━━ RECORDED INFORMATION ━━

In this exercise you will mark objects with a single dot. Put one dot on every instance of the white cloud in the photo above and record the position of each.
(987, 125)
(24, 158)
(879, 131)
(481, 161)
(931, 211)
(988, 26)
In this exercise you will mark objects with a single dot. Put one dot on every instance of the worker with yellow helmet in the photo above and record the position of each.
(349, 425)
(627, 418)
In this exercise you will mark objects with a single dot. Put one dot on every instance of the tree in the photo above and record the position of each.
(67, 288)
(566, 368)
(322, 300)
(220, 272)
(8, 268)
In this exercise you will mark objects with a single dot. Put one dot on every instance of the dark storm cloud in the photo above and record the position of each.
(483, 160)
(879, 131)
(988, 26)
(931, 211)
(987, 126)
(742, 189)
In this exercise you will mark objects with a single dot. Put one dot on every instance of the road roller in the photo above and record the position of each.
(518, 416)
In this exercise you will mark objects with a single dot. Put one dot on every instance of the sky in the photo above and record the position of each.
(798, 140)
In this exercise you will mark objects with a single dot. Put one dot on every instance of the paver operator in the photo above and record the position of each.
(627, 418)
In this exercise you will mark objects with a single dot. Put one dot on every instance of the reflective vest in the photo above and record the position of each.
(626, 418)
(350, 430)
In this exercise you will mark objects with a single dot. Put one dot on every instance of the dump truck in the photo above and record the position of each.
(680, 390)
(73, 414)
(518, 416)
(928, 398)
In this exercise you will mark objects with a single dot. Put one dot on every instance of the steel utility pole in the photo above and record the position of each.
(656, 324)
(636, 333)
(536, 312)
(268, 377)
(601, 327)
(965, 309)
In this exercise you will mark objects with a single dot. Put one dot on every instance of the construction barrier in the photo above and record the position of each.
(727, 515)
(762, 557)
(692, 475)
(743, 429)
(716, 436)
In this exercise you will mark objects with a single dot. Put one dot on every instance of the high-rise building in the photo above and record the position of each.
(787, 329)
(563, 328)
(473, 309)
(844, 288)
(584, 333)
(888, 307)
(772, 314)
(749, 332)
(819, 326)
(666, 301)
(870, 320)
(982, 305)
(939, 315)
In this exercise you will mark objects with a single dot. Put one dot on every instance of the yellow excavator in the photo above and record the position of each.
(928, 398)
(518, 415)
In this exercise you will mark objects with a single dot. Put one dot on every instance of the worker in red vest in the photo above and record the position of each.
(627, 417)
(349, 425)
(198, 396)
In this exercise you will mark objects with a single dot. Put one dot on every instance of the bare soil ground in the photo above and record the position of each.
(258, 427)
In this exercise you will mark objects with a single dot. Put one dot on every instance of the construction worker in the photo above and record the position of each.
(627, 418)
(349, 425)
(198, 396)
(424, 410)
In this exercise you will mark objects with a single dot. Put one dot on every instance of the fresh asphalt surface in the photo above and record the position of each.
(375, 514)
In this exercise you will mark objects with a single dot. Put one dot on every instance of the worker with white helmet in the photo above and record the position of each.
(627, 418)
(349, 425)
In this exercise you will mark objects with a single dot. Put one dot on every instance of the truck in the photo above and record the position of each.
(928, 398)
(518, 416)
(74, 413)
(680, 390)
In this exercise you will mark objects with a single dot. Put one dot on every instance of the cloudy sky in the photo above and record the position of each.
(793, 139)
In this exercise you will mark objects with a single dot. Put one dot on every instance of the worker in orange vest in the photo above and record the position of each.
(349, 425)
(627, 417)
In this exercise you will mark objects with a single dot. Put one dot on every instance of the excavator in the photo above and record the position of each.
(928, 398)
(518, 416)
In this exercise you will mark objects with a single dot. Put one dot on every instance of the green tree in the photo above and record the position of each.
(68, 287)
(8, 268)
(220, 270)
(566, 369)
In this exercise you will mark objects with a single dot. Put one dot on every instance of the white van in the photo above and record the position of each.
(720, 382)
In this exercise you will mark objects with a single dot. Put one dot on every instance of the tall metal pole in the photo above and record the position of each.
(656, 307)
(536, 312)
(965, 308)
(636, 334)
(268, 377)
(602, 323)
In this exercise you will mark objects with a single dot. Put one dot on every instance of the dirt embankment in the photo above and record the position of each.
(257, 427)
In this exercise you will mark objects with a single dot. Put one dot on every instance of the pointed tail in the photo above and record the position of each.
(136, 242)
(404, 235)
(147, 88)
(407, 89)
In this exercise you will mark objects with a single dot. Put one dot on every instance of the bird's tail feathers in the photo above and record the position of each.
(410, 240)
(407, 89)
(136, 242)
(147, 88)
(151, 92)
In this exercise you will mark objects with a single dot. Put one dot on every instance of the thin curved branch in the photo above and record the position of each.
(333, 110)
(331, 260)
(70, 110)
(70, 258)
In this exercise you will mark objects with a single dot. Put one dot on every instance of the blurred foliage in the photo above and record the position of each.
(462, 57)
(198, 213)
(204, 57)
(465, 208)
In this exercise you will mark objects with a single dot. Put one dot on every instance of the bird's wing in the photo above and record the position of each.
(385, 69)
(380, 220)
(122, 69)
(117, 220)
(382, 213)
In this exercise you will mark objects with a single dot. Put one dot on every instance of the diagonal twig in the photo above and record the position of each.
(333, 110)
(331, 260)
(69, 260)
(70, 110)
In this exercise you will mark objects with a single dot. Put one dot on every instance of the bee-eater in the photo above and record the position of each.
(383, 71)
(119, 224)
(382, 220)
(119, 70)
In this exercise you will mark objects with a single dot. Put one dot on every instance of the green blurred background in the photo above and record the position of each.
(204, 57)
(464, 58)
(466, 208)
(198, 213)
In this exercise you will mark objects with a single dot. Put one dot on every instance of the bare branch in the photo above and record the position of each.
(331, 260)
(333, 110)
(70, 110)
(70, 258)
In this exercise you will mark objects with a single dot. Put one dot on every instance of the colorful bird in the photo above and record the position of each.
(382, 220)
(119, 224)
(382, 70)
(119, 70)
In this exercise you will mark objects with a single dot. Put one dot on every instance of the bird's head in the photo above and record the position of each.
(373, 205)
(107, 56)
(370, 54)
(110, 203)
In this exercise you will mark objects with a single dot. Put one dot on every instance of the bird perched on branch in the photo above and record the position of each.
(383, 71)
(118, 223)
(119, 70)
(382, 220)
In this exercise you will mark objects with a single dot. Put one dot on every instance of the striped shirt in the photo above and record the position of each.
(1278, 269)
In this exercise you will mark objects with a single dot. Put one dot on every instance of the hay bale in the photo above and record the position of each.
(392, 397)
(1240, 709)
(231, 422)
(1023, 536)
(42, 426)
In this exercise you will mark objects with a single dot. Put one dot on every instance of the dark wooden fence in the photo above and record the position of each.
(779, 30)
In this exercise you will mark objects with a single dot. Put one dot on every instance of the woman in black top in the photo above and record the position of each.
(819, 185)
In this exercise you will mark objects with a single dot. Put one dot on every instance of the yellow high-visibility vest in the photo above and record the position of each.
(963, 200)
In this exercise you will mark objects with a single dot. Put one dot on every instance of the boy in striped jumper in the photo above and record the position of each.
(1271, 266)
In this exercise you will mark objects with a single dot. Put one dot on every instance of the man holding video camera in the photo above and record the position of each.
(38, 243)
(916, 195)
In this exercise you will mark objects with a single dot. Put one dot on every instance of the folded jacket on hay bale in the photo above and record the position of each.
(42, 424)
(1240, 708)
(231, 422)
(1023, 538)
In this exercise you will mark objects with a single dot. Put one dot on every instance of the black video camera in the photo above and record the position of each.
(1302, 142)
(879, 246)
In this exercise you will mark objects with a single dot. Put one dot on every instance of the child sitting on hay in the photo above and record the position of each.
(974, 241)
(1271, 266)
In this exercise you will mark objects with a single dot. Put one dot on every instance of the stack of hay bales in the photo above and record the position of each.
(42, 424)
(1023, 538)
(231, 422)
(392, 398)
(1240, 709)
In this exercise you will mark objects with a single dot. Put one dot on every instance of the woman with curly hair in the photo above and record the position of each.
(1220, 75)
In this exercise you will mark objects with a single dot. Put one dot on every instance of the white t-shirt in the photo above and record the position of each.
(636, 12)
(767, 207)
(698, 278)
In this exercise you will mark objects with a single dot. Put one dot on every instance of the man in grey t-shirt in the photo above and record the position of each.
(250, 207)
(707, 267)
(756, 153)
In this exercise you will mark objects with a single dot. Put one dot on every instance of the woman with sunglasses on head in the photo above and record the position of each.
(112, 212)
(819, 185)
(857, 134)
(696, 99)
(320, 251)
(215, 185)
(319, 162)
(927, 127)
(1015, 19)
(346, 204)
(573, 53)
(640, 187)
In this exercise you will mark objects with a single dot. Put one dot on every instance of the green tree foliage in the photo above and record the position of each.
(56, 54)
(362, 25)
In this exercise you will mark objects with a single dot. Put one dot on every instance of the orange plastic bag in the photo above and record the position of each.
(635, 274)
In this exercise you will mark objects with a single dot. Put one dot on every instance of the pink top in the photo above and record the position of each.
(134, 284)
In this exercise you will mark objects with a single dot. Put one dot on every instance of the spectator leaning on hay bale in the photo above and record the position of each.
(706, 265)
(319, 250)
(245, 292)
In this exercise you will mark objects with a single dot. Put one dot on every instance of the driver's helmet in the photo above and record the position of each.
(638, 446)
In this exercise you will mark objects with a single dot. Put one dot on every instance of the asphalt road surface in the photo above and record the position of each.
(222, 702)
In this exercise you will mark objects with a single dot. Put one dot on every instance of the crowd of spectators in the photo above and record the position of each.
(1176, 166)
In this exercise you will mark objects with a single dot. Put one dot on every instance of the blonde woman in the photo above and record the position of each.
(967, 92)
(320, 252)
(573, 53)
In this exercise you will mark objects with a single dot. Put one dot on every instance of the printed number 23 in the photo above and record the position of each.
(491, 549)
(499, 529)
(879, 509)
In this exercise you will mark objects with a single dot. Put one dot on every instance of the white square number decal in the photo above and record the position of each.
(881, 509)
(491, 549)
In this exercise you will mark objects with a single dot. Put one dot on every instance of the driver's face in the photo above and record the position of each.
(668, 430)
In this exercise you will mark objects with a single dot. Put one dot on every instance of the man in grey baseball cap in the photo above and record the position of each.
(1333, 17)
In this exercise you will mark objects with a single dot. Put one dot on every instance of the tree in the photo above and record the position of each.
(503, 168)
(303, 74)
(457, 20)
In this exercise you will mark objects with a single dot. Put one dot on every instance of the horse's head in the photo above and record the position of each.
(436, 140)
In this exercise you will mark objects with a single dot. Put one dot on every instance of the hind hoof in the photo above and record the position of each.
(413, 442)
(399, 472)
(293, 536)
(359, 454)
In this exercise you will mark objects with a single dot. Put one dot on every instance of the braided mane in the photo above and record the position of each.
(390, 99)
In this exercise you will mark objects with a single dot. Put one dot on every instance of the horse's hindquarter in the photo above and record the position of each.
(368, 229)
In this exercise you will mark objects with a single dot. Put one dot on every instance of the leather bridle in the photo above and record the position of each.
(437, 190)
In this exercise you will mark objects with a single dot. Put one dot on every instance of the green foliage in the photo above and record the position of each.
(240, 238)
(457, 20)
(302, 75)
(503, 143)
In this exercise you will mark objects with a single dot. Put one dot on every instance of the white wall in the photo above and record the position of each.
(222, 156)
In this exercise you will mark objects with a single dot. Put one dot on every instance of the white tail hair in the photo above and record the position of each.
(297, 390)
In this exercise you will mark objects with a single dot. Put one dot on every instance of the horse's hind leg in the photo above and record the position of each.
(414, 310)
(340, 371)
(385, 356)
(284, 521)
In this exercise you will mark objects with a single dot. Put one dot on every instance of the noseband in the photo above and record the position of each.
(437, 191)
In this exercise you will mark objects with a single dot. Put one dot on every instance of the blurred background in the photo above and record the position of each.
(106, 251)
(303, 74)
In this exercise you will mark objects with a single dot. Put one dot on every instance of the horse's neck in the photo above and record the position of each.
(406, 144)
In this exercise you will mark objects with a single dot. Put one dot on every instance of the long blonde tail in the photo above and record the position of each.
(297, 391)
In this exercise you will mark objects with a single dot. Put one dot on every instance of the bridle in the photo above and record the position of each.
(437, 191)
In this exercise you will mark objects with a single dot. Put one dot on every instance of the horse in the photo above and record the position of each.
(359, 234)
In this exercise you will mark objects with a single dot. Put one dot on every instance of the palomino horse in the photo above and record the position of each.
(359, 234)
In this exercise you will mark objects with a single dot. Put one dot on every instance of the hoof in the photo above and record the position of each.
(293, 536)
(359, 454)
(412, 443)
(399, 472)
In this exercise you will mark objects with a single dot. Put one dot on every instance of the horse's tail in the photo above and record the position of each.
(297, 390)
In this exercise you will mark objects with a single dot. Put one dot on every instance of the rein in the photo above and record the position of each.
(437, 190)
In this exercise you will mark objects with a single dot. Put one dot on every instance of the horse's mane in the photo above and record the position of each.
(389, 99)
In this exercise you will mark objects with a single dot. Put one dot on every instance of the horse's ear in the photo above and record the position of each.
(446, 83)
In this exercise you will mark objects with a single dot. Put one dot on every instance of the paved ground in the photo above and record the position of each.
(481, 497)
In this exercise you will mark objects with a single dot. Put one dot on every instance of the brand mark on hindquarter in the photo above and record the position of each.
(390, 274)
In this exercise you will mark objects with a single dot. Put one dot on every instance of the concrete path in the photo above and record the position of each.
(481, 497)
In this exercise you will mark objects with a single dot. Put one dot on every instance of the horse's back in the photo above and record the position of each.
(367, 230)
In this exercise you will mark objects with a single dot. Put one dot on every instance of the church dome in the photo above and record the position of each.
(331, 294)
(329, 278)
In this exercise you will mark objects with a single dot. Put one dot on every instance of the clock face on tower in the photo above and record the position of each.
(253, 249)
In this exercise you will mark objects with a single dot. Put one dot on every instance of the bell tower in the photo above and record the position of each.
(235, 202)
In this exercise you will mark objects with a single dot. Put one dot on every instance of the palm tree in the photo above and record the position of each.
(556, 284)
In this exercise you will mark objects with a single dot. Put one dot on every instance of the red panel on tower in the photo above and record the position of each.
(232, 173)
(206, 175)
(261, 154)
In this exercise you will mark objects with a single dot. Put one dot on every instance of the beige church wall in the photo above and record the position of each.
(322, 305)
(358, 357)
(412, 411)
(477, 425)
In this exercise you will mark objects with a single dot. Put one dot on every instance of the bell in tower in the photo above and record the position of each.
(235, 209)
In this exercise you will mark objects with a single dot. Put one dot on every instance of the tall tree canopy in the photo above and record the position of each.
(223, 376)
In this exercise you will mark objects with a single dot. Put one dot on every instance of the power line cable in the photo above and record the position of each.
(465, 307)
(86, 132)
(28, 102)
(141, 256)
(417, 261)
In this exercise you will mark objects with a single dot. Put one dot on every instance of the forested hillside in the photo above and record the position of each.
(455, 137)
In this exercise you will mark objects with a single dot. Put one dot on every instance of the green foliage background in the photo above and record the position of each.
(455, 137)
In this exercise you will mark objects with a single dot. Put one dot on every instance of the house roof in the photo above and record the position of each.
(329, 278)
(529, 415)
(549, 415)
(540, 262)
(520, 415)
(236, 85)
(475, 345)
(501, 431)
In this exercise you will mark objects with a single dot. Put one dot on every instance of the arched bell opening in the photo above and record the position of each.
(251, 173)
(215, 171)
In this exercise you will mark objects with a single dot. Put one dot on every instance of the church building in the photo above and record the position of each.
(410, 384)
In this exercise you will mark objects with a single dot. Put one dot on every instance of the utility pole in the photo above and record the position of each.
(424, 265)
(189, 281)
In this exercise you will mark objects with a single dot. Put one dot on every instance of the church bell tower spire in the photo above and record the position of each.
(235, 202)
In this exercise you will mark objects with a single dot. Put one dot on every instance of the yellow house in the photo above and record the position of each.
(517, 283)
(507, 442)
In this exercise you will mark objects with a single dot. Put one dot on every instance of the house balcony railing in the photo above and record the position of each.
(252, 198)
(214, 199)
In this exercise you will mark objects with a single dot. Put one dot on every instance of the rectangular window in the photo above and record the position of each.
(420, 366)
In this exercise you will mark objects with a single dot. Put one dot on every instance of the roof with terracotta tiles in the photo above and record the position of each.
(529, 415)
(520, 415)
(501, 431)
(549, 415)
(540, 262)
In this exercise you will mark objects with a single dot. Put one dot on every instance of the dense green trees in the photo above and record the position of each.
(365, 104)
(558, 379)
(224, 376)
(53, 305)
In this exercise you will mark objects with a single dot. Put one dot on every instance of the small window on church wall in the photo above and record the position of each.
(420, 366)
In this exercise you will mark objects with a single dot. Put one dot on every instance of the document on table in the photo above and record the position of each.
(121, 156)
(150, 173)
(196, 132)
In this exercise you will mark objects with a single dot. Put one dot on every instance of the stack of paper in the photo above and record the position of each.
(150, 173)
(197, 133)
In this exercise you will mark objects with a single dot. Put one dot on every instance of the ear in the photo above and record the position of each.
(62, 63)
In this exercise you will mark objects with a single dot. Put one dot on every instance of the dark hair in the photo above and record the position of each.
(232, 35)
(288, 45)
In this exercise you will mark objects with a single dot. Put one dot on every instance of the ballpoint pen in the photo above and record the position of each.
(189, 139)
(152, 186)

━━━

§ GOAL OF THE EXERCISE
Starting with the line that contains "of the thin" and going on through the line that contains "(1278, 269)", render those lines of the data as a JSON list of strings, one string per line, leaving out any blank lines.

§ REPLY TO THE EXERCISE
[
  "In this exercise you will mark objects with a single dot. Put one dot on every instance of the thin curved branch in the photo above and record the position of each.",
  "(333, 110)",
  "(331, 260)",
  "(70, 110)",
  "(70, 258)",
  "In this exercise you will mark objects with a single dot. Put one dot on every instance of the blurred foliage in the photo above and record the position of each.",
  "(462, 57)",
  "(198, 213)",
  "(204, 57)",
  "(465, 208)",
  "In this exercise you will mark objects with a single dot. Put one dot on every instance of the bird's wing in the photo above and record the position of each.",
  "(385, 69)",
  "(380, 220)",
  "(122, 69)",
  "(117, 220)",
  "(382, 213)",
  "In this exercise you will mark objects with a single dot. Put one dot on every instance of the diagonal twig in the photo above and record the position of each.",
  "(333, 110)",
  "(331, 260)",
  "(69, 260)",
  "(70, 110)",
  "In this exercise you will mark objects with a single dot. Put one dot on every instance of the bee-eater in the photo above and record the position of each.",
  "(383, 71)",
  "(119, 224)",
  "(382, 220)",
  "(119, 70)",
  "In this exercise you will mark objects with a single dot. Put one dot on every instance of the green blurred background in the photo above and record the position of each.",
  "(204, 57)",
  "(464, 58)",
  "(466, 208)",
  "(198, 213)",
  "In this exercise you will mark objects with a single dot. Put one dot on every instance of the bare branch in the photo above and record the position of each.",
  "(331, 260)",
  "(333, 110)",
  "(70, 110)",
  "(70, 258)",
  "In this exercise you will mark objects with a single dot. Put one dot on every instance of the colorful bird in the photo above and record the position of each.",
  "(382, 220)",
  "(119, 224)",
  "(382, 70)",
  "(119, 70)",
  "In this exercise you will mark objects with a single dot. Put one dot on every instance of the bird's head in the photo above and record the position of each.",
  "(373, 205)",
  "(107, 56)",
  "(370, 54)",
  "(110, 203)",
  "In this exercise you will mark objects with a single dot. Put one dot on every instance of the bird perched on branch in the photo above and record the position of each.",
  "(383, 71)",
  "(118, 223)",
  "(119, 70)",
  "(382, 220)",
  "In this exercise you will mark objects with a single dot. Put one dot on every instance of the striped shirt in the photo above and record the position of each.",
  "(1278, 269)"
]